[BEGIN Data shown]

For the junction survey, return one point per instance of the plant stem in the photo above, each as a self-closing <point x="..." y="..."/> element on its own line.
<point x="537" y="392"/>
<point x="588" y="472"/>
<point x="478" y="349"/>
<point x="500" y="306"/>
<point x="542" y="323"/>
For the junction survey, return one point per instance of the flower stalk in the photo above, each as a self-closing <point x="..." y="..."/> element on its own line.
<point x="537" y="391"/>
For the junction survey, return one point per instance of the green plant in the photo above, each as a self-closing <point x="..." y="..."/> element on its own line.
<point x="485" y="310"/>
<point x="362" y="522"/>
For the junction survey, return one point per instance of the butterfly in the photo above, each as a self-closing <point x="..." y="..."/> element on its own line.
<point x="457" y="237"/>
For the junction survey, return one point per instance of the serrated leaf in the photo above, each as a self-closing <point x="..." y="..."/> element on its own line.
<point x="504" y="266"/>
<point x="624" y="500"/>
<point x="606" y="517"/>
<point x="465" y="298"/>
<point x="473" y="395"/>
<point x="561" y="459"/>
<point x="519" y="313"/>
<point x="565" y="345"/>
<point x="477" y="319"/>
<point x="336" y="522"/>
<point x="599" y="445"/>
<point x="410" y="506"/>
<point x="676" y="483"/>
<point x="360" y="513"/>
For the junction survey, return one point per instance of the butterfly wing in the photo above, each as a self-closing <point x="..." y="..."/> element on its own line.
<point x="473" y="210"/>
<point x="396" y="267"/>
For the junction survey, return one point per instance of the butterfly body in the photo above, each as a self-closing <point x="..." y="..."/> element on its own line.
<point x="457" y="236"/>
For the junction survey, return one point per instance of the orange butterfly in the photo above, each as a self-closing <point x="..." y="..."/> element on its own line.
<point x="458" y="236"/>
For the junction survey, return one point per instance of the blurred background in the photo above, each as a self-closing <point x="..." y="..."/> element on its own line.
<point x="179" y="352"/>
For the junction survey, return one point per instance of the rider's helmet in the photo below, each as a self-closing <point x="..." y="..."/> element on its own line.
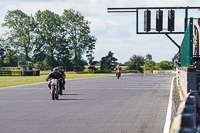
<point x="55" y="71"/>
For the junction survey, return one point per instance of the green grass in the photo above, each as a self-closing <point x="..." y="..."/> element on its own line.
<point x="6" y="81"/>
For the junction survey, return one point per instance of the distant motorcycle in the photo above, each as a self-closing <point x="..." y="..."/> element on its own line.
<point x="118" y="74"/>
<point x="55" y="89"/>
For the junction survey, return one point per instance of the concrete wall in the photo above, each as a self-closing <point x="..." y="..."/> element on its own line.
<point x="186" y="79"/>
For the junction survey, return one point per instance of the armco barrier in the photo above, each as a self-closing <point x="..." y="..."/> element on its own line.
<point x="15" y="72"/>
<point x="185" y="120"/>
<point x="5" y="72"/>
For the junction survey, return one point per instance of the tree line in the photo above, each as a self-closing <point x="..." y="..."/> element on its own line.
<point x="136" y="62"/>
<point x="47" y="40"/>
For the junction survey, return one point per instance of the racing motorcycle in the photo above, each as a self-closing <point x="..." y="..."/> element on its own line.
<point x="118" y="74"/>
<point x="56" y="89"/>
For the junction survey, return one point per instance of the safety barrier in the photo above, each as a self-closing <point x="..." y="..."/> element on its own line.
<point x="19" y="73"/>
<point x="185" y="119"/>
<point x="15" y="72"/>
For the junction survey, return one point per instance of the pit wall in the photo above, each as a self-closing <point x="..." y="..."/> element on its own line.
<point x="186" y="80"/>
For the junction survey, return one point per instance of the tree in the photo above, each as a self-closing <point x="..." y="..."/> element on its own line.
<point x="135" y="63"/>
<point x="77" y="32"/>
<point x="20" y="35"/>
<point x="48" y="37"/>
<point x="108" y="62"/>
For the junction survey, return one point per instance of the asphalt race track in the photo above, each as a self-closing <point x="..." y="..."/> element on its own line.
<point x="135" y="103"/>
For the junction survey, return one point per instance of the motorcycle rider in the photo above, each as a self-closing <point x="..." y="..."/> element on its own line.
<point x="64" y="76"/>
<point x="55" y="75"/>
<point x="118" y="68"/>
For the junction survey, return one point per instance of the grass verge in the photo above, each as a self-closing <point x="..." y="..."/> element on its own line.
<point x="6" y="81"/>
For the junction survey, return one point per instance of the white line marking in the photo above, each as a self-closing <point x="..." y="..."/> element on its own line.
<point x="169" y="110"/>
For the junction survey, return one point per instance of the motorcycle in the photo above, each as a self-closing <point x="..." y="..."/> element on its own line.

[END Data shown]

_Task brief_:
From the "the tree line" line to the close of the listing, restate each line word for word.

_Result of the exercise_:
For the junction survey, return one point per instance of the tree line in the photo above, each as a self-closing <point x="..." y="..."/> element on its own line.
<point x="136" y="62"/>
<point x="47" y="40"/>
For the junction survey, return one point per instance of the racing motorcycle in the photo above, each as a self-closing <point x="..." y="..."/> element on its own line.
<point x="118" y="74"/>
<point x="56" y="89"/>
For the junction survey, return one point per instance of the safety barrier in the photo above, each as a self-closing <point x="..." y="..."/> element on its own line.
<point x="19" y="73"/>
<point x="185" y="119"/>
<point x="15" y="72"/>
For the junction survey, return one point per instance of the pit wall in the photo above, each as a self-closing <point x="..." y="..."/> element on its own line.
<point x="186" y="80"/>
For the junction survey, return one point per instance of the tree in the photo above, each as a self-closing <point x="..." y="..."/> element on its own line.
<point x="135" y="63"/>
<point x="77" y="32"/>
<point x="20" y="35"/>
<point x="48" y="37"/>
<point x="108" y="62"/>
For the junction survey, return one point per instance of the asphalt race track in the photo above, each as a self-closing <point x="..." y="..."/> element on its own line.
<point x="135" y="103"/>
For the junction survey, return one point per instance of the motorcycle rider in the photo above, each as a self-closing <point x="..." y="..."/> element on its own line.
<point x="64" y="76"/>
<point x="55" y="75"/>
<point x="118" y="68"/>
For the junction survey, return one point per instance of the grass verge in the photo above, each as a self-closing <point x="..." y="..."/> element on its own line.
<point x="6" y="81"/>
For the junction survey, return one point per instance of the white line marking in the photo above, each as a self-closing <point x="..." y="..."/> element on its own line.
<point x="169" y="110"/>
For the junction survey, return one point per instance of the motorcycle in the photo above, each as a self-closing <point x="..." y="..."/> element on its own line.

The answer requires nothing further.